| Instructions for the task |
Find each line of the material below in which the word "point" occurs, and return it.

BEGIN Given data

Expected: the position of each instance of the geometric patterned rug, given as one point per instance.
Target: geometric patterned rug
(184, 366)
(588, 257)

END Given data
BEGIN Given data

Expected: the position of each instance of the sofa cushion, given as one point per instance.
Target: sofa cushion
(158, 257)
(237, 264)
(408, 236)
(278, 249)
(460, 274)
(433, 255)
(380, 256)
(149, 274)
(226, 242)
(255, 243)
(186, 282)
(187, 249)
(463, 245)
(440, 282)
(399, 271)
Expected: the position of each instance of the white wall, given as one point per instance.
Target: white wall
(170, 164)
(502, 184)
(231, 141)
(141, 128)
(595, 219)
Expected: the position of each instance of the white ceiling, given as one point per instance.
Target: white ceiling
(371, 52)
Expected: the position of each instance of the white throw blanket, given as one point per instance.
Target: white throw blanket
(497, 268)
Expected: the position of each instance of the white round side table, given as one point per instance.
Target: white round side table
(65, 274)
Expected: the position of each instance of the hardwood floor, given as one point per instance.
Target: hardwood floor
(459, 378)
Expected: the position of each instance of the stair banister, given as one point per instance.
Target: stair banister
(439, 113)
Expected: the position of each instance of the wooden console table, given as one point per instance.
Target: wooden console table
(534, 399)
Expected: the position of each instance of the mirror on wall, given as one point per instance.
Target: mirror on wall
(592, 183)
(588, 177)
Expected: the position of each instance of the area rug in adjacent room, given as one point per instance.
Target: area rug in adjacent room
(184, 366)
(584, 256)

END Given data
BEGIN Given data

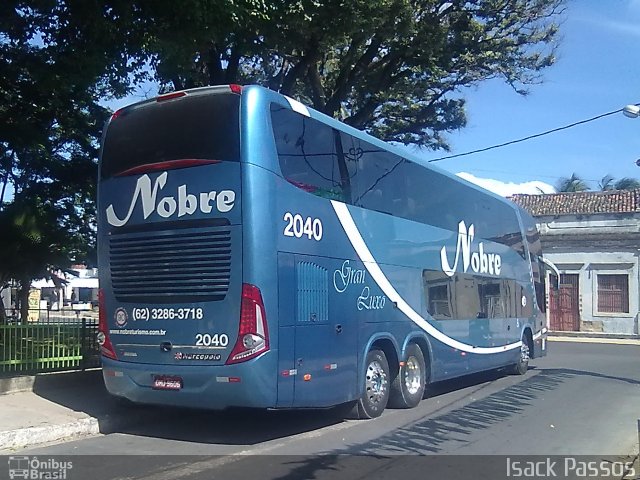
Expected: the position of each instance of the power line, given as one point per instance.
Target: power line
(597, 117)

END Given data

| Written answer |
Expected: the position of each instance of the geometric patterned rug, given as one point per instance.
Expected: the position of each instance of the sofa cushion, given as one point per instance.
Expected: the position of each instance of the white wall, given as one point per instance.
Expected: the position of each instance of the white ceiling, given as one point per instance.
Expected: the position of each instance of the white throw blanket, given as one point per instance.
Expected: the position of each instance of the white round side table, given as one point per instance.
Expected: the position of each instance of the hardwood floor, given as one point per instance.
Expected: the position of each instance of the stair banister, given as one point per instance.
Expected: the position of each instance of the wooden console table, given as one point per instance.
Expected: the position of each instance of the mirror on wall, given as one point per instance.
Expected: the position of each instance of the area rug in adjacent room, given as one point per instance.
Expected: the position of each instance of the power line, given as one point per instance.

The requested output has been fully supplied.